# DATA FOR THIS TASK

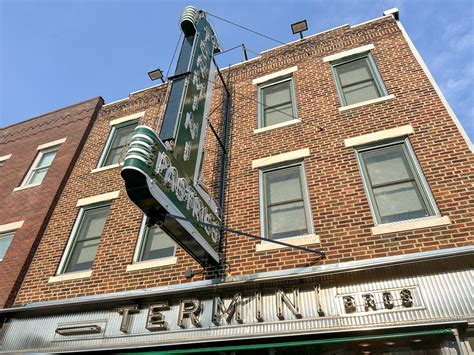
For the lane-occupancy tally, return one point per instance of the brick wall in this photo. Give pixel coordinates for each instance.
(339, 206)
(34, 205)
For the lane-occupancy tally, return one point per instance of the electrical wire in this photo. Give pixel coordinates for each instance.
(321, 253)
(245, 28)
(228, 50)
(251, 99)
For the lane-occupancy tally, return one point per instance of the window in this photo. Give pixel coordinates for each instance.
(277, 102)
(86, 236)
(153, 244)
(40, 167)
(5, 240)
(118, 140)
(357, 79)
(285, 202)
(396, 188)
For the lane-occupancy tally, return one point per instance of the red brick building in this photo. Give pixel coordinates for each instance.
(36, 158)
(340, 142)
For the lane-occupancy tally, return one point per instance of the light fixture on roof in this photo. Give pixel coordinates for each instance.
(299, 27)
(156, 74)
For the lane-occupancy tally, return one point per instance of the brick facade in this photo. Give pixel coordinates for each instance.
(34, 205)
(339, 206)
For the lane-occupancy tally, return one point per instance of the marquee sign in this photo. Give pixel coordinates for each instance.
(162, 172)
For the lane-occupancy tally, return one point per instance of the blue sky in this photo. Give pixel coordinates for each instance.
(54, 53)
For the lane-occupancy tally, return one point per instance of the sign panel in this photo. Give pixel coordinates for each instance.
(247, 311)
(162, 173)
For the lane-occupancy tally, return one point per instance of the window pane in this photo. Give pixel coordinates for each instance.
(5, 240)
(360, 92)
(353, 72)
(121, 137)
(37, 176)
(399, 202)
(93, 223)
(287, 220)
(283, 185)
(278, 114)
(87, 239)
(114, 156)
(386, 165)
(46, 159)
(83, 255)
(157, 245)
(277, 94)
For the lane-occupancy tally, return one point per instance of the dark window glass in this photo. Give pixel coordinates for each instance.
(278, 103)
(87, 239)
(285, 205)
(357, 81)
(395, 188)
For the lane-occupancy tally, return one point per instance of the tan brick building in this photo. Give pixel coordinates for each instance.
(36, 158)
(341, 142)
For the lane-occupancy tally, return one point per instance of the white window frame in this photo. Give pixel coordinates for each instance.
(7, 229)
(422, 184)
(261, 107)
(305, 193)
(353, 55)
(4, 235)
(120, 123)
(3, 159)
(137, 263)
(73, 237)
(25, 183)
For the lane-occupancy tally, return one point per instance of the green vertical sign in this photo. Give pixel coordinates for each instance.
(163, 177)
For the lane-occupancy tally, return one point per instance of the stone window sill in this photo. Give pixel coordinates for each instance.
(299, 240)
(368, 102)
(152, 263)
(411, 225)
(96, 170)
(26, 186)
(71, 276)
(275, 126)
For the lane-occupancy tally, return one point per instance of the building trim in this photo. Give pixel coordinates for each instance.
(120, 120)
(427, 72)
(368, 102)
(5, 157)
(299, 240)
(275, 75)
(379, 136)
(277, 125)
(70, 276)
(26, 186)
(280, 158)
(305, 39)
(367, 22)
(299, 273)
(51, 144)
(97, 198)
(348, 53)
(11, 226)
(411, 225)
(171, 260)
(149, 88)
(115, 102)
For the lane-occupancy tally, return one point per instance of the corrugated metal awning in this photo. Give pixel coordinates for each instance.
(301, 343)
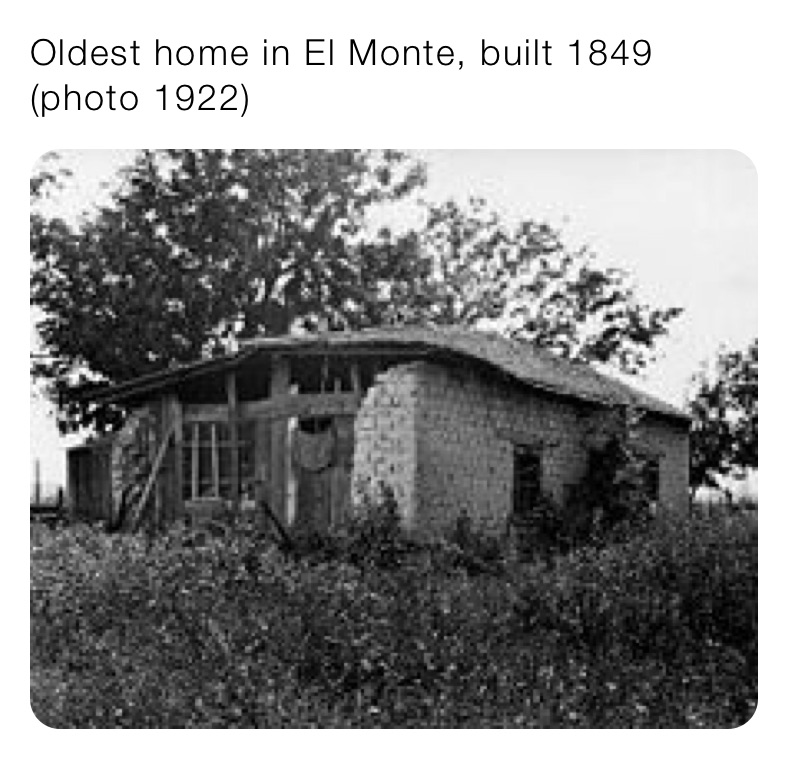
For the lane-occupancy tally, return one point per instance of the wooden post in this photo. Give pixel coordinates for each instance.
(173, 418)
(235, 458)
(355, 379)
(214, 460)
(195, 454)
(37, 496)
(279, 389)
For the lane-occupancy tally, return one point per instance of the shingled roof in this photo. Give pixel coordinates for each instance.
(517, 359)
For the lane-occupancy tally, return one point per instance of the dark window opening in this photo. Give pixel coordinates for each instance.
(651, 478)
(527, 482)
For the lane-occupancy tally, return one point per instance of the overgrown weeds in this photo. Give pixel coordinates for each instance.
(659, 630)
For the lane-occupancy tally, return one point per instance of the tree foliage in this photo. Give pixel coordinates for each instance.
(525, 280)
(724, 408)
(200, 247)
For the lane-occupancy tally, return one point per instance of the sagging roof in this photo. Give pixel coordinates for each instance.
(519, 360)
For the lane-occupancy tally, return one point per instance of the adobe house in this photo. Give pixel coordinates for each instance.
(295, 429)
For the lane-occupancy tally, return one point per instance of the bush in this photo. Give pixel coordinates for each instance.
(657, 631)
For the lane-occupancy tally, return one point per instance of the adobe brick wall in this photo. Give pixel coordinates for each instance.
(443, 439)
(385, 439)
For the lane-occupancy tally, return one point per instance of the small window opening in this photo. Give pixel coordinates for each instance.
(527, 484)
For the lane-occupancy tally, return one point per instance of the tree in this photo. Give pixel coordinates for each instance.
(724, 408)
(200, 247)
(524, 280)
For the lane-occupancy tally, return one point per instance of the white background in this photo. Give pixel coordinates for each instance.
(716, 80)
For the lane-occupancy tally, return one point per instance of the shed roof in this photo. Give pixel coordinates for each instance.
(517, 359)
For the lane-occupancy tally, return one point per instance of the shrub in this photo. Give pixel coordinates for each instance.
(656, 631)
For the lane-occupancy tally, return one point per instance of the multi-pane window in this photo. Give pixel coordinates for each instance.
(208, 457)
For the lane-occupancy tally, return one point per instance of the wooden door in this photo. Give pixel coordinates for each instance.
(322, 458)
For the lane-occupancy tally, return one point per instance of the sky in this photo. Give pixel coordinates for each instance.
(683, 223)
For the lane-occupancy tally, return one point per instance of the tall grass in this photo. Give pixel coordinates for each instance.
(656, 631)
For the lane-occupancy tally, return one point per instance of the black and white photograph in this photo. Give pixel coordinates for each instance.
(366, 438)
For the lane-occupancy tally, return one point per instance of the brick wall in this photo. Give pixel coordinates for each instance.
(385, 439)
(443, 439)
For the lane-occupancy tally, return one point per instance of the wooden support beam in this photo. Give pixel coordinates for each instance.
(195, 468)
(139, 509)
(281, 407)
(173, 417)
(235, 458)
(279, 393)
(214, 461)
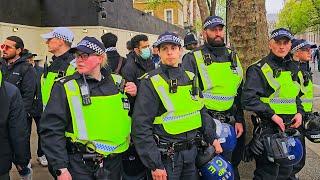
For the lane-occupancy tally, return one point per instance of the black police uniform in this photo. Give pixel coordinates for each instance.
(37, 106)
(256, 86)
(148, 106)
(307, 75)
(221, 54)
(13, 134)
(56, 120)
(115, 61)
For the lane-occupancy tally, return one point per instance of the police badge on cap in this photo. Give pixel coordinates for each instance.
(281, 33)
(168, 37)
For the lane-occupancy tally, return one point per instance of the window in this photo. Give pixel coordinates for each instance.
(149, 12)
(168, 15)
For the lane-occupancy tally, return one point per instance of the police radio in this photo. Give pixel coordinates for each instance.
(173, 86)
(45, 68)
(125, 100)
(85, 93)
(233, 58)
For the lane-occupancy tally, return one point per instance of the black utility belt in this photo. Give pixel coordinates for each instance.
(78, 148)
(178, 146)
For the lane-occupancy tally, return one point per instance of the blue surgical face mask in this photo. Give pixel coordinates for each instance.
(145, 53)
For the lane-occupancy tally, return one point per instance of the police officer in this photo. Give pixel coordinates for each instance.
(115, 61)
(13, 134)
(164, 129)
(20, 73)
(272, 91)
(86, 124)
(138, 63)
(37, 105)
(59, 41)
(301, 55)
(220, 77)
(190, 42)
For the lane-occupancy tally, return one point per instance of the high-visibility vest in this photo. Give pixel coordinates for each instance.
(307, 97)
(104, 125)
(183, 109)
(283, 100)
(48, 81)
(220, 82)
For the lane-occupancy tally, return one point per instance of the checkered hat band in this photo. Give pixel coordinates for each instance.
(63, 37)
(281, 32)
(111, 49)
(167, 38)
(293, 50)
(213, 21)
(97, 49)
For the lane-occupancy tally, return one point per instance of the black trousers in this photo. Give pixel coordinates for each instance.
(266, 170)
(79, 170)
(182, 166)
(298, 167)
(5, 176)
(29, 123)
(237, 153)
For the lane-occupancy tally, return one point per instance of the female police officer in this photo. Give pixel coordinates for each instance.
(167, 116)
(85, 124)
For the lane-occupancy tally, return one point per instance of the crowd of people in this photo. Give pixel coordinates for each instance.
(168, 110)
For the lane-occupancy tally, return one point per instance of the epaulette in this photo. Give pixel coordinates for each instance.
(64, 79)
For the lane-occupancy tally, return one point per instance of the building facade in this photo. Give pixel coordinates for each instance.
(171, 12)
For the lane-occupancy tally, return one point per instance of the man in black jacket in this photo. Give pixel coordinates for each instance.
(115, 61)
(20, 73)
(37, 105)
(13, 134)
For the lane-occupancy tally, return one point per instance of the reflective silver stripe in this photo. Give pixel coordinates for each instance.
(307, 100)
(219, 98)
(71, 86)
(174, 118)
(272, 79)
(77, 105)
(282, 101)
(164, 94)
(105, 147)
(116, 78)
(203, 69)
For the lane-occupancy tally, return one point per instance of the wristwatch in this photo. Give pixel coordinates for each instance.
(58, 172)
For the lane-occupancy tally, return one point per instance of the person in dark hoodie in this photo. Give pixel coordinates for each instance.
(138, 63)
(115, 61)
(13, 134)
(20, 73)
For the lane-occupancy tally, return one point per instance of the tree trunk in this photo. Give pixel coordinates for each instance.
(213, 7)
(194, 12)
(203, 8)
(247, 27)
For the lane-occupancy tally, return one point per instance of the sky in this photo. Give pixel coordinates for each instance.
(274, 6)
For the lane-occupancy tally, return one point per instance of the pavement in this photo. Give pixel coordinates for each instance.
(309, 172)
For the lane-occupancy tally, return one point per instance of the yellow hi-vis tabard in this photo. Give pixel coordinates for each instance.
(220, 82)
(307, 90)
(48, 81)
(283, 100)
(104, 125)
(183, 109)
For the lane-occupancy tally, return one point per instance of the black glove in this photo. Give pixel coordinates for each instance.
(256, 146)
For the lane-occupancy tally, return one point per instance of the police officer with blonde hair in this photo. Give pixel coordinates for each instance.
(85, 126)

# WHAT YOU SHOULD DO
Rewrite the stretch of entries from the line containing "of the wristwatch" through the end of the entries, renaming "pavement" to "sidewalk" and leaving everything else as it is.

# TASK RESPONSE
For the lane-occupancy tally, return one point per instance of the wristwatch in this photo. Give pixel coordinates for each instance.
(58, 172)
For the lane-occupancy tally, return one point per instance of the person in dark hoodie in this photo. Give pixel coordinates for each instance.
(138, 63)
(115, 61)
(13, 134)
(20, 73)
For the lane-occupancy tally, return one point per instance of the tree trunk in this photo. Give pixel coordinates for each instance.
(213, 7)
(194, 12)
(203, 8)
(247, 27)
For the lane-occupancy tally, return one point per instance of the sky in this photo. Give pixel coordinates for each instance.
(274, 6)
For the lane-occupancy tally, return one point per instance of the sidewalk in this photo. Give pixel coordinates for each instance.
(309, 172)
For the lane-occupancy tally, return one point per instance of the yellow hi-vis tabard in this photo. Give pixel coordinates for each instance.
(220, 82)
(307, 90)
(48, 81)
(283, 100)
(104, 125)
(183, 109)
For the lane-occupancy tally, return one point per instance of the black glove in this photo. Give pixel coordinates for each instance.
(256, 146)
For the lane-occupancy tally, return one point per instance of the police officer with blonde hair in this photo. Give pixel coordinates for each instance.
(85, 126)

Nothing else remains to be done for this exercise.